Start of DATA FOR THIS EXERCISE

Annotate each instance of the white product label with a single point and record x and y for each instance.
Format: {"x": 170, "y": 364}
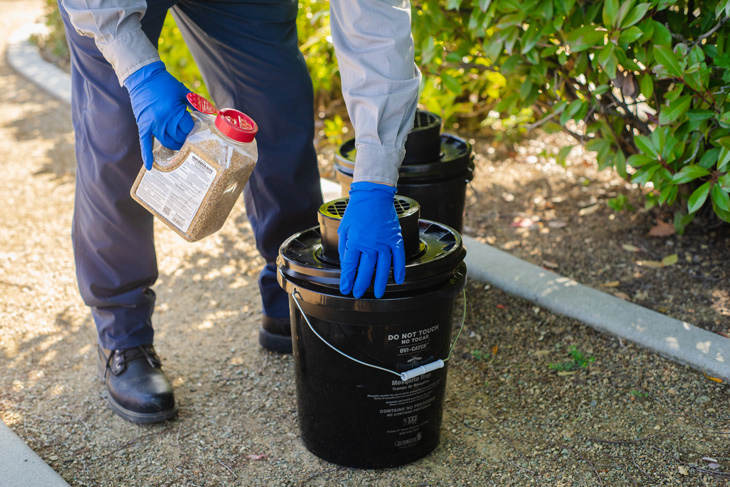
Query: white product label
{"x": 178, "y": 194}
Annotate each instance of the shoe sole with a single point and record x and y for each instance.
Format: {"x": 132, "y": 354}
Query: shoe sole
{"x": 142, "y": 418}
{"x": 133, "y": 416}
{"x": 274, "y": 342}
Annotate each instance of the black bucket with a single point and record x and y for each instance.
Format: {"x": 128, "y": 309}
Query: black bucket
{"x": 439, "y": 184}
{"x": 371, "y": 373}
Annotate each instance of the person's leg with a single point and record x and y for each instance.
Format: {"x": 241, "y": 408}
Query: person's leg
{"x": 113, "y": 235}
{"x": 250, "y": 60}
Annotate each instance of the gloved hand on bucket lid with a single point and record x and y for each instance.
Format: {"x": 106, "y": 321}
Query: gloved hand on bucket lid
{"x": 369, "y": 240}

End of DATA FOR THIS EXERCISE

WHAT THIS TASK INVOLVES —
Full transcription without images: please go through the records and repeat them exactly.

SOLUTION TO THIS EXERCISE —
Annotate each instance of the white product label with a single point and record x and y for each instance.
Format: {"x": 170, "y": 364}
Query: white product label
{"x": 178, "y": 194}
Annotate each instance of the shoe sole with a single point and record x and y for each instance.
Format: {"x": 132, "y": 354}
Query: shoe sole
{"x": 142, "y": 418}
{"x": 133, "y": 416}
{"x": 274, "y": 342}
Annotate each instance of the black bucket with a single point and record x and y for each instance.
Format: {"x": 128, "y": 309}
Query: black bucket
{"x": 439, "y": 184}
{"x": 371, "y": 373}
Annotate each instance of the person's leg with a single point and record x and y for each instance.
Format: {"x": 241, "y": 408}
Query: person's leg
{"x": 113, "y": 235}
{"x": 250, "y": 60}
Annotate each instance of the gloved hand on bucket lid with a single point and record x and y for each instance.
Format: {"x": 106, "y": 321}
Query: gloved hand on bucket lid
{"x": 369, "y": 240}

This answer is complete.